**Information shown**:
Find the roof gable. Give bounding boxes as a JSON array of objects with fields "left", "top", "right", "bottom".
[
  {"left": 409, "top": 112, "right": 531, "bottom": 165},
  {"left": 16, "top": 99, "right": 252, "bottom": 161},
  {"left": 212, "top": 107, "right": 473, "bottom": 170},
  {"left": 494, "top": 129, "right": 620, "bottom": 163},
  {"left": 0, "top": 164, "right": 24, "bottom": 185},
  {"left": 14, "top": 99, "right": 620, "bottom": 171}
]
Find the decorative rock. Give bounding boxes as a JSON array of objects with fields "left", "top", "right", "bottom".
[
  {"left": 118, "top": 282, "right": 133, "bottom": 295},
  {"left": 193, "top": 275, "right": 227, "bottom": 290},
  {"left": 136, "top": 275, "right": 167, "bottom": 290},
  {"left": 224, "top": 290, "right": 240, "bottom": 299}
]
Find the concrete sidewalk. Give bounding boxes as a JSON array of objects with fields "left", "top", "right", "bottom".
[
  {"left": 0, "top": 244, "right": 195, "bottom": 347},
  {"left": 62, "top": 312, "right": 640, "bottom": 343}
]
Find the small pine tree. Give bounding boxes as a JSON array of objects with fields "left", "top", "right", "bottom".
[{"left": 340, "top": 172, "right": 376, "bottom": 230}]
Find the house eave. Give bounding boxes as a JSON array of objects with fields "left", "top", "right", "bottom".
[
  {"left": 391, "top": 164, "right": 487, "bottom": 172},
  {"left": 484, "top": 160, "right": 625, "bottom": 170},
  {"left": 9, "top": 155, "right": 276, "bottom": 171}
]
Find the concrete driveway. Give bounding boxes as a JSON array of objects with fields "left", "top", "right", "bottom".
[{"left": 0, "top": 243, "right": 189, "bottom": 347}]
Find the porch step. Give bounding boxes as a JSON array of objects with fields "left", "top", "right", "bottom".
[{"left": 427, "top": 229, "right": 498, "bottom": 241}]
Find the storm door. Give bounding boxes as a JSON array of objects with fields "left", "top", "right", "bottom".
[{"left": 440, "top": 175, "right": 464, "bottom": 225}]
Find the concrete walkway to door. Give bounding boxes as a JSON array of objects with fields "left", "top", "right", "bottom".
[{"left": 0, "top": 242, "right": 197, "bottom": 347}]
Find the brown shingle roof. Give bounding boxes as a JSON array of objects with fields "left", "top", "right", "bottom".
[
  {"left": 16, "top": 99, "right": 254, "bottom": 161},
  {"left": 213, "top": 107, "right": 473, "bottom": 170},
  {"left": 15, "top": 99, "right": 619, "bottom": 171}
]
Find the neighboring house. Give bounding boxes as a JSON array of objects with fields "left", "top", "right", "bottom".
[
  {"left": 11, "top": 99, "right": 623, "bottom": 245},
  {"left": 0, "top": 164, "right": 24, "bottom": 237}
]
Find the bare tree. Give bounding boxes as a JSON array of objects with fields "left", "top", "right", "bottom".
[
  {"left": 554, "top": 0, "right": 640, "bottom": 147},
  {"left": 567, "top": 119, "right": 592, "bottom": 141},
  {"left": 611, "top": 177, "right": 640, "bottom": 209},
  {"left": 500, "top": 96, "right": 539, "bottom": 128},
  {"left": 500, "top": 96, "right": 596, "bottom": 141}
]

**What to work on**: Extract each line from the items above that contains the word "tree", and reproduce those lines without alteration.

**Output of the task**:
Find the small pine tree. Give bounding boxes as a JSON array of objects with fields "left", "top", "right", "bottom".
Find the bare tree. Give bounding boxes as a JSON array of objects with fields "left", "top", "right", "bottom".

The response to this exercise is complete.